## Given task
Return every entry below verbatim, line for line, and omit the images from your output.

________

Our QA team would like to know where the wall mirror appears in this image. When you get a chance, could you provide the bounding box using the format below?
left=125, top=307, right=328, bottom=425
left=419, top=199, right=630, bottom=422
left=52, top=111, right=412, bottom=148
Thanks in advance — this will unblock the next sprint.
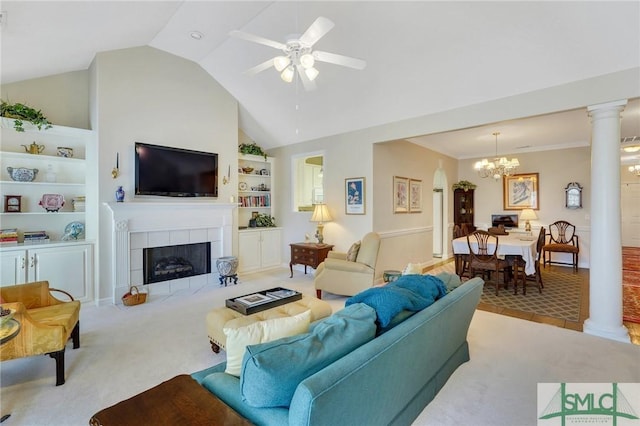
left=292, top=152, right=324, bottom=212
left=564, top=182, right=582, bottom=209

________

## Reply to the exercise
Our QA team would like to know where the wall mirror appears in this image. When you get a chance, could you provide the bounding box using the format below?
left=125, top=307, right=328, bottom=425
left=419, top=199, right=630, bottom=422
left=52, top=111, right=412, bottom=148
Thanks in advance — this will unblock the next sprint.
left=292, top=152, right=324, bottom=212
left=564, top=182, right=582, bottom=209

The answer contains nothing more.